━━━━━ Exercise data ━━━━━

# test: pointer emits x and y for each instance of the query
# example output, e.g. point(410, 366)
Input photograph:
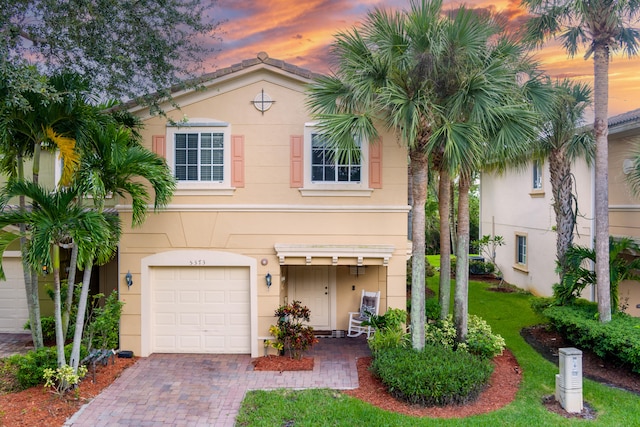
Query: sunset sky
point(300, 32)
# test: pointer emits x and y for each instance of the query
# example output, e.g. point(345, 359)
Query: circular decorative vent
point(262, 101)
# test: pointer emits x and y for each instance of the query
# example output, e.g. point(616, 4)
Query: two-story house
point(518, 206)
point(263, 215)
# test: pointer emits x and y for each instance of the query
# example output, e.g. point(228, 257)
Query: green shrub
point(48, 328)
point(432, 308)
point(481, 340)
point(481, 267)
point(618, 339)
point(31, 366)
point(433, 376)
point(388, 338)
point(102, 331)
point(290, 333)
point(539, 304)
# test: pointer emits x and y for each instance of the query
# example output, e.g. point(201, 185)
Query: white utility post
point(569, 380)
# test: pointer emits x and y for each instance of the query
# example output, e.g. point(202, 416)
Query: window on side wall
point(521, 259)
point(536, 179)
point(332, 172)
point(199, 155)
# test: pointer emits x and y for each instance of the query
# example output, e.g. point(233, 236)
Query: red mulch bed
point(37, 406)
point(282, 363)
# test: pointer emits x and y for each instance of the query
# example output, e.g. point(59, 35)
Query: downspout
point(593, 225)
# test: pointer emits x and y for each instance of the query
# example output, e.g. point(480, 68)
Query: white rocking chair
point(369, 304)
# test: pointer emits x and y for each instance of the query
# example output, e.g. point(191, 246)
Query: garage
point(13, 300)
point(200, 309)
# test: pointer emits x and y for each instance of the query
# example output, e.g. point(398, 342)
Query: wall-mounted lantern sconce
point(267, 278)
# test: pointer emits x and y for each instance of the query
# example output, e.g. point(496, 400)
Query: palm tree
point(114, 162)
point(603, 26)
point(563, 140)
point(382, 77)
point(445, 87)
point(486, 117)
point(56, 221)
point(45, 123)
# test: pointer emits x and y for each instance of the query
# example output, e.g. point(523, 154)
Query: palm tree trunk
point(71, 280)
point(74, 360)
point(452, 217)
point(561, 184)
point(419, 178)
point(601, 130)
point(461, 298)
point(30, 282)
point(444, 188)
point(57, 306)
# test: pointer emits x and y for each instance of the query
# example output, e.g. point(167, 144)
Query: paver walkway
point(206, 390)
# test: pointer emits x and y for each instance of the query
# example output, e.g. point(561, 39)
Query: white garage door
point(200, 310)
point(13, 299)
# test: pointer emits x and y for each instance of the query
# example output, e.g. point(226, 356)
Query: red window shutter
point(297, 165)
point(375, 164)
point(237, 161)
point(159, 145)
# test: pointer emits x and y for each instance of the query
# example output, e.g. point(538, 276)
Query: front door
point(310, 286)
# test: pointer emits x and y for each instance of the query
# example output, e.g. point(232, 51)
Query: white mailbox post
point(569, 380)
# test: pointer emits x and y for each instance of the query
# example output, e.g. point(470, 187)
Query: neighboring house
point(260, 199)
point(518, 207)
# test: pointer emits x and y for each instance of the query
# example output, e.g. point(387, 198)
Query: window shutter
point(297, 157)
point(237, 161)
point(375, 164)
point(159, 145)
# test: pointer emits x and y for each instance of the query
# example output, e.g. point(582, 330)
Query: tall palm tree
point(603, 26)
point(114, 162)
point(486, 117)
point(564, 139)
point(382, 77)
point(45, 123)
point(446, 86)
point(56, 221)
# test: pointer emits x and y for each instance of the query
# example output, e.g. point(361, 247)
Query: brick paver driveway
point(206, 390)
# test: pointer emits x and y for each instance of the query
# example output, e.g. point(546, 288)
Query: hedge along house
point(263, 215)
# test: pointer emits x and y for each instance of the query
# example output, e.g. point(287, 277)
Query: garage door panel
point(211, 311)
point(165, 319)
point(164, 296)
point(189, 274)
point(190, 297)
point(214, 297)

━━━━━

Give back, word for word, only the lines above from the line holding "Query: palm tree trunk" to the line holding "# example output, e.g. point(387, 198)", both included.

Query: palm tree trunk
point(71, 280)
point(74, 360)
point(452, 217)
point(561, 184)
point(419, 178)
point(601, 130)
point(461, 298)
point(30, 282)
point(444, 188)
point(57, 306)
# test: pointer emits x and y for each instance of the query
# example output, e.g. point(167, 144)
Query: paver walkway
point(206, 390)
# test: pointer emits x and y for each instance of the query
# example output, e.g. point(561, 39)
Query: white garage door
point(200, 310)
point(13, 299)
# test: pointer emits x and y for each instance of the query
# example output, e.g. point(226, 356)
Query: red window shutter
point(297, 165)
point(375, 164)
point(237, 161)
point(159, 145)
# test: pointer emits x and y for each instance of the query
# example output, e.g. point(538, 276)
Query: front door
point(310, 286)
# test: pointer emits x and y for each instance of the query
# example output, e.g. point(232, 51)
Query: white mailbox post
point(569, 380)
# test: pointer emits x and y for each instance of the query
# example output, e.g. point(470, 187)
Query: neighboring house
point(260, 199)
point(518, 207)
# test: pointer emits x and y for each instance of the query
# example output, e.g. point(387, 198)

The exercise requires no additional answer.